[Consigne]: Poursuivez l'extrait sur le petit boucage des accotements herbeux norvégiens après sa dernière phrase.

[Extrait à lire]:
------------------------
Dans le sud de la Norvège, on connaît la même problématique que partout ailleurs en Europe : la forte régression des prairies semi-naturelles pâturées et/ou fauchées et leur flore spécifique associée. Dans ce contexte de déclin, les accotements herbeux pourraient constituer a priori des refuges pour cette flore dont le petit boucage ; effectivement, on trouve cette plante et d’autres sur ces bas côtés. Mais reste à savoir si ce milieu de substitution peut permettre le maintien du petit boucage et quelles méthodes d’entretien lui seraient les plus favorables. Ils ont donc choisi un secteur où se trouvent d’une part d’anciennes pâtures bien conservées et toujours parcourues par des moutons et, à proximité, des accotements herbeux bien exposés au sud, aux sols calcaires secs, propices au petit boucage. Dans chacun des sites retenus, des carrés délimités permettent un suivi fin de la végétation et du devenir individuel (pieds marqués) des petits boucages présents sur trois ans consécutifs. Plus de 2300 individus ont ainsi été suivis dans ces deux types de milieux adjacents.

De plus, les chercheurs ont mis en place des modes de gestion différents selon les sites pour évaluer leurs impacts respectifs et leur pertinence. Pour les pâtures, deux modes de gestion ont été testés : les unes étaient pâturées (moutons) au printemps et en fin d’été (P1) et les autres (P2) étaient en plus fauchées en juillet pour récolter le foin ; ce dernier mode correspond à celui autrefois traditionnellement en vigueur. Pour les accotements larges de 3 à 5m, quatre modes de gestion ont été instaurés selon les sites : une fauche en juillet sur la bande des deux mètres depuis la route et une autre fin août incluant la bande intérieure des trois mètres en plus, en laissant l’herbe coupée sur place (A1) ; le même traitement avec exportation de l’herbe coupée (A2) ; une seule fauche en août avec export (A3) ; aucune fauche sur la saison de végétation (A4). Le premier mode A1 correspond à celui pratiqué classiquement par les services de voirie locaux. 

Ersatz ? 

Le suivi des pâtures avait pour objectif de servir de base de référence pour savoir si les accotements pouvaient s’en rapprocher ou pas et si oui avec quelle gestion. Globalement, les pâtures sous les deux modes de gestion fournissent des conditions sensiblement meilleures pour le développement des populations de boucage mais pas de manière significativement supérieure. Contrairement à ce qu’on aurait pu s’attendre intuitivement, la régénération (semis de nouvelles plantules) est aussi bonne dans les pâtures que sur les accotements même sans exporter le foin coupé : l’herbe sèche accumulée devrait logiquement freiner les germinations en ombrageant le sol mais le petit boucage semble insensible à cet aspect. Il s’agit là d’un trait de vie original car d’autres espèces comme la primevère vulgaire sont au contraire très négativement impactées par la litière accumulée dans leur régénération.
------------------------
[Données enregistrées]:
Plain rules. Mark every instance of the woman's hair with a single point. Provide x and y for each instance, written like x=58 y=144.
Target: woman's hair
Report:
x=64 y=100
------------------------
[Réponse]:
Les doubles fauches abaissent le taux de croissance mais améliorent la survie à long terme des pieds adultes qui réallouent leurs ressources nutritives dans les feuilles et les tiges faute de fleurir et ou fructifier. La fauche tardive (A3) unique abaisse la production de plantules car elle a lieu en pleine saison de fructification mais elle améliore la croissance des pieds adultes. Enfin, l’absence de toute intervention permet quand même l’installation de nouvelles plantules (insensibles : voir ci-dessus) mais diminue la survie des plantes adultes soumises à l’ombrage de la végétation haute. L’étude n’ayant duré que trois ans, on pense sur une plus longue durée, cela entraînerait un risque d’extinction de l’espèce, risque retardé par sa vivacité et sa capacité à se maintenir de nombreuses années via son pivot. 

Donc, on peut dire que les accotements herbeux de ces sites représentent des milieux assez proches des pâtures anciennes sans en atteindre la qualité optimale pour le petit boucage.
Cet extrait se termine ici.